#### Problem statement:
Write down each entry again, exactly as it reads.

#### Provided data:
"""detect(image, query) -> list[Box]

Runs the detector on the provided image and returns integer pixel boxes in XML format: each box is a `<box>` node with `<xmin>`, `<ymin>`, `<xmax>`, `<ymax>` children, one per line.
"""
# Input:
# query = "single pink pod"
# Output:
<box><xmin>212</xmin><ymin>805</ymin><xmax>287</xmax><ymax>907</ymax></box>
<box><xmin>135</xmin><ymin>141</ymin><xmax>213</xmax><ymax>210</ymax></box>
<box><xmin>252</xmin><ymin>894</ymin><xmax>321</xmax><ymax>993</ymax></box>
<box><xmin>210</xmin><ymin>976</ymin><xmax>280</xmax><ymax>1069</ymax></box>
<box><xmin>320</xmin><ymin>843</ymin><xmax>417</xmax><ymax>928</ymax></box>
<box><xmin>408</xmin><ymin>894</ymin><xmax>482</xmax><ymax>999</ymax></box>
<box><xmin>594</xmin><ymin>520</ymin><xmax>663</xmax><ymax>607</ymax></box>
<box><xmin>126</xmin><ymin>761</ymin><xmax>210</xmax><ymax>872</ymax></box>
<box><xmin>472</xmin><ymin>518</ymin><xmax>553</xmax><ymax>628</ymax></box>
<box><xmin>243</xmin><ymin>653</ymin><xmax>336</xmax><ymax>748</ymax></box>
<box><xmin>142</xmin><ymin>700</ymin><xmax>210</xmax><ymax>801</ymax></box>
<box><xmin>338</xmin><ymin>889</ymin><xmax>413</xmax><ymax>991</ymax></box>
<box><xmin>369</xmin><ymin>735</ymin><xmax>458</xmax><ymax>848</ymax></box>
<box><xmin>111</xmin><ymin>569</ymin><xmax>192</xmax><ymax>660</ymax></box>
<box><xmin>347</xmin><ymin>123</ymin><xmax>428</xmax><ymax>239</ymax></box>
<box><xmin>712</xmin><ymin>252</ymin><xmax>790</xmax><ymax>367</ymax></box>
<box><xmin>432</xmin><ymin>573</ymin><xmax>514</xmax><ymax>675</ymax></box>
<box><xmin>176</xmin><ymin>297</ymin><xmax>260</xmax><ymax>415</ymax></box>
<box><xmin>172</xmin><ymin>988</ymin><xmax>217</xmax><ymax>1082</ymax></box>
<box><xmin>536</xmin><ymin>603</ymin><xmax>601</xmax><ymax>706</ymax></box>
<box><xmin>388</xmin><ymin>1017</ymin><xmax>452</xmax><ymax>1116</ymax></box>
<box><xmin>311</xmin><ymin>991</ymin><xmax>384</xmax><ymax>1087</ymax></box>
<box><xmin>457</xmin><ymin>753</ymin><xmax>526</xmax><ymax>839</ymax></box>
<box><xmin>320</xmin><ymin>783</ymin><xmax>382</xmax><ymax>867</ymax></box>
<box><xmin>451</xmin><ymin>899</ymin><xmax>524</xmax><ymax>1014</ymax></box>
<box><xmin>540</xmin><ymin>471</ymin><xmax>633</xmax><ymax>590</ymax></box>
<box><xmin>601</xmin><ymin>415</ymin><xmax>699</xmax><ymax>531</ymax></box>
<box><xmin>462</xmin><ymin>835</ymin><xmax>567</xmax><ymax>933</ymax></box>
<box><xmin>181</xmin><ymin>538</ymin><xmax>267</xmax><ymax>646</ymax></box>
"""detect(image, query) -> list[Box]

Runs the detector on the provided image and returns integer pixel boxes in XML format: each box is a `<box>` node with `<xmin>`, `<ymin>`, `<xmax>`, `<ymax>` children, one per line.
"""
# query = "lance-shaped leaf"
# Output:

#### Result:
"""detect(image, query) -> list[Box]

Runs the detector on the provided image and returns integer pixel boxes in XML format: each box is a `<box>` node with `<xmin>`, `<ymin>`, `<xmax>`, `<ymax>` children, one per line.
"""
# Input:
# query = "single pink pod"
# Output:
<box><xmin>212</xmin><ymin>805</ymin><xmax>287</xmax><ymax>907</ymax></box>
<box><xmin>135</xmin><ymin>141</ymin><xmax>213</xmax><ymax>210</ymax></box>
<box><xmin>252</xmin><ymin>894</ymin><xmax>321</xmax><ymax>993</ymax></box>
<box><xmin>210</xmin><ymin>976</ymin><xmax>280</xmax><ymax>1069</ymax></box>
<box><xmin>320</xmin><ymin>843</ymin><xmax>417</xmax><ymax>928</ymax></box>
<box><xmin>408</xmin><ymin>894</ymin><xmax>482</xmax><ymax>999</ymax></box>
<box><xmin>594</xmin><ymin>520</ymin><xmax>663</xmax><ymax>607</ymax></box>
<box><xmin>126</xmin><ymin>761</ymin><xmax>210</xmax><ymax>872</ymax></box>
<box><xmin>472</xmin><ymin>518</ymin><xmax>553</xmax><ymax>628</ymax></box>
<box><xmin>243</xmin><ymin>653</ymin><xmax>336</xmax><ymax>748</ymax></box>
<box><xmin>142</xmin><ymin>700</ymin><xmax>210</xmax><ymax>801</ymax></box>
<box><xmin>338</xmin><ymin>889</ymin><xmax>413</xmax><ymax>991</ymax></box>
<box><xmin>369</xmin><ymin>735</ymin><xmax>458</xmax><ymax>848</ymax></box>
<box><xmin>111</xmin><ymin>569</ymin><xmax>192</xmax><ymax>660</ymax></box>
<box><xmin>347</xmin><ymin>123</ymin><xmax>428</xmax><ymax>239</ymax></box>
<box><xmin>712</xmin><ymin>252</ymin><xmax>790</xmax><ymax>367</ymax></box>
<box><xmin>432</xmin><ymin>573</ymin><xmax>514</xmax><ymax>675</ymax></box>
<box><xmin>176</xmin><ymin>297</ymin><xmax>260</xmax><ymax>415</ymax></box>
<box><xmin>172</xmin><ymin>988</ymin><xmax>217</xmax><ymax>1082</ymax></box>
<box><xmin>536</xmin><ymin>603</ymin><xmax>601</xmax><ymax>706</ymax></box>
<box><xmin>388</xmin><ymin>1017</ymin><xmax>452</xmax><ymax>1116</ymax></box>
<box><xmin>311</xmin><ymin>991</ymin><xmax>384</xmax><ymax>1087</ymax></box>
<box><xmin>457</xmin><ymin>753</ymin><xmax>526</xmax><ymax>839</ymax></box>
<box><xmin>320</xmin><ymin>783</ymin><xmax>382</xmax><ymax>867</ymax></box>
<box><xmin>451</xmin><ymin>899</ymin><xmax>524</xmax><ymax>1014</ymax></box>
<box><xmin>540</xmin><ymin>471</ymin><xmax>633</xmax><ymax>590</ymax></box>
<box><xmin>601</xmin><ymin>415</ymin><xmax>699</xmax><ymax>531</ymax></box>
<box><xmin>462</xmin><ymin>835</ymin><xmax>567</xmax><ymax>933</ymax></box>
<box><xmin>181</xmin><ymin>538</ymin><xmax>267</xmax><ymax>646</ymax></box>
"""detect(image, query) -> list[Box]

Runs the detector on the provided image and returns integer pixel boxes in XML format: each box is a `<box>` node with `<xmin>`, `<ymin>`, `<xmax>`, `<ymax>` children, one per line.
"""
# query = "lance-shaped leaf"
# Output:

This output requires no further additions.